Write out the forum thread word for word from "Tip: use a tuner" to "on the camera.".

• [QUOTED TEXT]
'''

The stupid 16yrs old version of me traded it for a shitty acoustic because I
didn't have the money to buy a second one. I could still have that cheap piece
of beauty and play it with joy.

The whole "tone" business (pun unintended) is a bit shady IMO. With an
electric instrument, the wood contributes only so much to the tone. I'd look
for sustain, feedback and intonation over that, especially in the cheaper
segment. You can set up some nice tones with volume and tone on the guitar and
the equalizer on the amp. Put on a nice set of strings and you're good to go.
Tip: use a tuner app to test the notes from random places all over the neck,
at least one note each fret. Make sure everything is in tune. With some
cheaper guitars, they place the first few frets correctly and don't care that
much for the rest.

------
numbers
I can attest to doing this with a camera. In 2012, I bought an entry level
dSLR, it’s about $500 and specs that were middle of the road at the time. By
today’s standards, it is ancient and lacks a lot of cool features. I took some
amazing shots with it and I also learned a lot about photography in the 5+
years I used it. For example, I took about 60k photos with it so thats a lot
of mileage on the camera.

'''

(Bounding box annotations)
'''

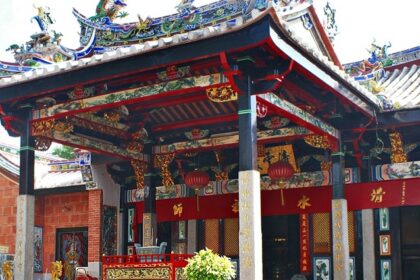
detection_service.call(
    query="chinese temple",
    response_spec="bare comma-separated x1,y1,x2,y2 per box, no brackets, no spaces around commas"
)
0,0,420,280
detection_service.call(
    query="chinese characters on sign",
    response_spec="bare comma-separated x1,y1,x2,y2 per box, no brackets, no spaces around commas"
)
172,203,183,217
332,201,344,271
299,214,311,272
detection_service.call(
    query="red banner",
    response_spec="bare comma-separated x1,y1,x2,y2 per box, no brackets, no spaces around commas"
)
299,214,311,272
136,178,420,222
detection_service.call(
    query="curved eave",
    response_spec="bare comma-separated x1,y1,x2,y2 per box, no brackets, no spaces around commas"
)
0,154,19,183
269,11,381,117
0,9,269,102
0,8,378,120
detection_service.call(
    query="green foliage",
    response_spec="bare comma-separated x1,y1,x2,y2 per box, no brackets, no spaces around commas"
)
185,248,235,280
52,146,76,159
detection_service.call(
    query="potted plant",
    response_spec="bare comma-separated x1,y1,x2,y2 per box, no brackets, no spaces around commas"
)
185,248,236,280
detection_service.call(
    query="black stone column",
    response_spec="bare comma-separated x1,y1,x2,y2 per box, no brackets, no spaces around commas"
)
142,173,158,246
14,108,35,280
238,76,262,280
331,142,350,280
19,109,35,195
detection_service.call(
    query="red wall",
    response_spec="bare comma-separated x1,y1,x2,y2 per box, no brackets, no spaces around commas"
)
39,192,89,271
0,173,19,254
0,173,102,271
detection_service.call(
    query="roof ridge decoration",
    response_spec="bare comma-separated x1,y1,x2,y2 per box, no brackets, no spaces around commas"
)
344,40,399,110
0,0,270,78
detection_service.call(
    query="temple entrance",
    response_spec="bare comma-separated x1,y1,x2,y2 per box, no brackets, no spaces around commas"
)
56,228,88,280
262,215,299,280
157,222,172,253
400,207,420,280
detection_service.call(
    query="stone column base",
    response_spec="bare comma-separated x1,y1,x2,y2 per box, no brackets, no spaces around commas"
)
88,262,102,279
13,195,35,280
239,170,262,280
332,199,350,280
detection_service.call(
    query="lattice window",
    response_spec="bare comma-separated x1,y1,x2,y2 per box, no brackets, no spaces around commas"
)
347,212,356,253
204,219,219,253
224,218,239,257
312,213,331,254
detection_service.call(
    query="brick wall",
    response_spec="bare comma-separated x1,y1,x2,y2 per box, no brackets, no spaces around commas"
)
40,192,90,271
88,189,103,262
0,173,19,254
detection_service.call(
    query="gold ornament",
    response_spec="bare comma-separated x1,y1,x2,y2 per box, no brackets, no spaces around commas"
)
51,261,63,280
32,119,55,136
104,112,121,123
303,134,330,149
321,160,332,171
297,195,312,210
172,203,184,217
389,131,407,163
34,137,52,151
2,261,13,280
131,160,147,189
370,187,386,203
54,121,74,134
126,142,144,153
206,86,238,103
155,153,175,191
232,199,239,213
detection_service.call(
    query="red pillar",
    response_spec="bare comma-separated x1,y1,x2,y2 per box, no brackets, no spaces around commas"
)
88,189,103,263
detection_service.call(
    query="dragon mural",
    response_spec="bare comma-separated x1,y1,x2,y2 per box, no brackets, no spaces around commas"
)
0,0,288,78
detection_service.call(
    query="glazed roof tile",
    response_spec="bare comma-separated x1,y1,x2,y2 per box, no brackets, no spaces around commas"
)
0,5,380,111
378,61,420,109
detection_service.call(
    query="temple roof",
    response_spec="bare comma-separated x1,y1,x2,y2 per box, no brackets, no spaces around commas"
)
344,43,420,111
378,63,420,109
0,1,381,111
0,148,85,190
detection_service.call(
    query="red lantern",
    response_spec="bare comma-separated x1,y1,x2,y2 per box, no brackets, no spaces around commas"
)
184,170,210,211
268,160,295,206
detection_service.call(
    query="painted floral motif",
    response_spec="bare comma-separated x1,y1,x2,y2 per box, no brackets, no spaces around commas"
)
34,74,223,118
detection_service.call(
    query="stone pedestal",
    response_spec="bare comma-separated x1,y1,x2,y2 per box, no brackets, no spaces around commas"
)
187,220,197,254
332,199,350,280
362,209,375,280
239,170,262,280
142,213,159,246
14,195,35,280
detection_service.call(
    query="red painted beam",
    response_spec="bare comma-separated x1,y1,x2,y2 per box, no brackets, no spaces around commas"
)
283,79,326,109
129,90,207,112
152,114,238,132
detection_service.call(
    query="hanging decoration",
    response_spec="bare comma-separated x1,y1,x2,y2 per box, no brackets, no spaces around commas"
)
126,141,144,153
184,170,210,211
257,144,299,174
268,153,295,206
257,102,268,118
263,116,290,129
389,131,408,163
206,86,238,103
210,151,238,181
184,128,210,140
155,153,175,192
32,119,55,136
131,160,147,190
54,121,74,134
104,111,121,123
34,137,52,152
303,134,330,149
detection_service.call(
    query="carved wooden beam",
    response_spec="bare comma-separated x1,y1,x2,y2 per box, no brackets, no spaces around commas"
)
153,127,311,154
257,93,340,150
33,73,225,120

'''

• [ANSWER TO THIS PROBLEM]
Tip: use a tuner app to test the notes from random places all over the neck,
at least one note each fret. Make sure everything is in tune. With some
cheaper guitars, they place the first few frets correctly and don't care that
much for the rest.

------
numbers
I can attest to doing this with a camera. In 2012, I bought an entry level
dSLR, it’s about $500 and specs that were middle of the road at the time. By
today’s standards, it is ancient and lacks a lot of cool features. I took some
amazing shots with it and I also learned a lot about photography in the 5+
years I used it. For example, I took about 60k photos with it so thats a lot
of mileage on the camera.